▶ Task to carry out
The answer must consist of every record below, transcribed exactly.
─── Records shown ───
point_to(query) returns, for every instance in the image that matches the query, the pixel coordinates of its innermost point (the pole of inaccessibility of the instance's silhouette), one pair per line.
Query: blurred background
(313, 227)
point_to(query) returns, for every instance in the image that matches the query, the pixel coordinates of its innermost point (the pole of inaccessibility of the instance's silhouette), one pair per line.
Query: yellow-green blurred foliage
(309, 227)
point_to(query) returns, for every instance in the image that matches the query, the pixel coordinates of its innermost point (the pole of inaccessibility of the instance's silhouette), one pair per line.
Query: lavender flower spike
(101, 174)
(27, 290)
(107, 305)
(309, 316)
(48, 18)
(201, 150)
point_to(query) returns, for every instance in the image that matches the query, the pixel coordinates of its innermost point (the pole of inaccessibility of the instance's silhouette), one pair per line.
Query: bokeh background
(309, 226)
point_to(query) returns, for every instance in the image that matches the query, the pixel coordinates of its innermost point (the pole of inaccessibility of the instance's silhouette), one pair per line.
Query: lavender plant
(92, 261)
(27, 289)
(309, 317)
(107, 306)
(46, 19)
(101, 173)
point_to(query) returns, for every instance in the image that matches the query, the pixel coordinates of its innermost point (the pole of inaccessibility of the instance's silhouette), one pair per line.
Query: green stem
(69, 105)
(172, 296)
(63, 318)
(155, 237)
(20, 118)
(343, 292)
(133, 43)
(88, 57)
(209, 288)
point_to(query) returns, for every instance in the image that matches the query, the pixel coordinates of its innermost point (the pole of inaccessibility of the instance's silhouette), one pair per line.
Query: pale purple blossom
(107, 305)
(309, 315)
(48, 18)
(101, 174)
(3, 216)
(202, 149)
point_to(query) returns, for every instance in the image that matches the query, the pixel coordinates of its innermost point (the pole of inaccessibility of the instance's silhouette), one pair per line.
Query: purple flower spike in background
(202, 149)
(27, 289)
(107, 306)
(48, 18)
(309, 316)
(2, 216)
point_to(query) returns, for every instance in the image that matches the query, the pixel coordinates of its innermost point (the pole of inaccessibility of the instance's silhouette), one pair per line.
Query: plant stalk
───
▶ Finished task
point_to(query) returns, for every instance in the image that matches the query, the pixel coordinates of its innermost point (the pole of inaccessibility of the instance's silhouette), one pair per line.
Query: blurred background
(313, 227)
point_to(query) returns, for every instance in the image that matches the query, the pixel coordinates of its innermost point (the pole of inaccessibility of the instance's silhouette), one pair per line.
Query: yellow-green blurred foliage
(309, 227)
point_to(query) returns, for every instance in the image that matches the query, the pixel coordinates of its innermost point (the pole of inaccessibility of the instance's silhouette), one pair per line.
Query: lavender flower spike
(101, 174)
(27, 290)
(107, 305)
(309, 316)
(48, 18)
(201, 150)
point_to(query) returns, for every instance in the image that matches the query, the pixel coordinates of its innermost point (the pole of inaccessibility of the instance's silhouette), one pair per line.
Query: bokeh background
(309, 226)
point_to(query) returns, for every instance in the image that matches the query, the pixel coordinates of its innermost point (the pole of inaccessibility of the instance's silhouette), one pair per line.
Query: lavender plant
(92, 261)
(27, 289)
(309, 317)
(107, 306)
(46, 19)
(101, 173)
point_to(query) returns, for every instance in the image that matches the query, the pixel coordinates of its innermost point (the pole of inaccessibility of the instance's silhouette), one pair per line.
Query: green stem
(69, 105)
(172, 296)
(63, 318)
(155, 237)
(20, 118)
(343, 292)
(133, 43)
(88, 57)
(209, 288)
point_to(query) returns, for every instance in the image that matches the query, the pixel coordinates of its innermost point (the pole of inaccessibility of the instance's silhouette), one pair per line.
Query: pale purple blossom
(107, 305)
(309, 315)
(48, 18)
(101, 174)
(3, 216)
(202, 149)
point_to(query) returns, for every instance in the image that matches the query, the pixel coordinates of its innermost point (the pole of inaccessibility of the instance's silhouette), one pair per line.
Query: purple flower spike in background
(202, 149)
(27, 289)
(107, 306)
(48, 18)
(309, 316)
(2, 216)
point_to(query) returns, for every instance in the image that matches the query, the pixel coordinates of its innermost point (the pole of inaccessibility of the instance's silhouette), one pair per line.
Query: plant stalk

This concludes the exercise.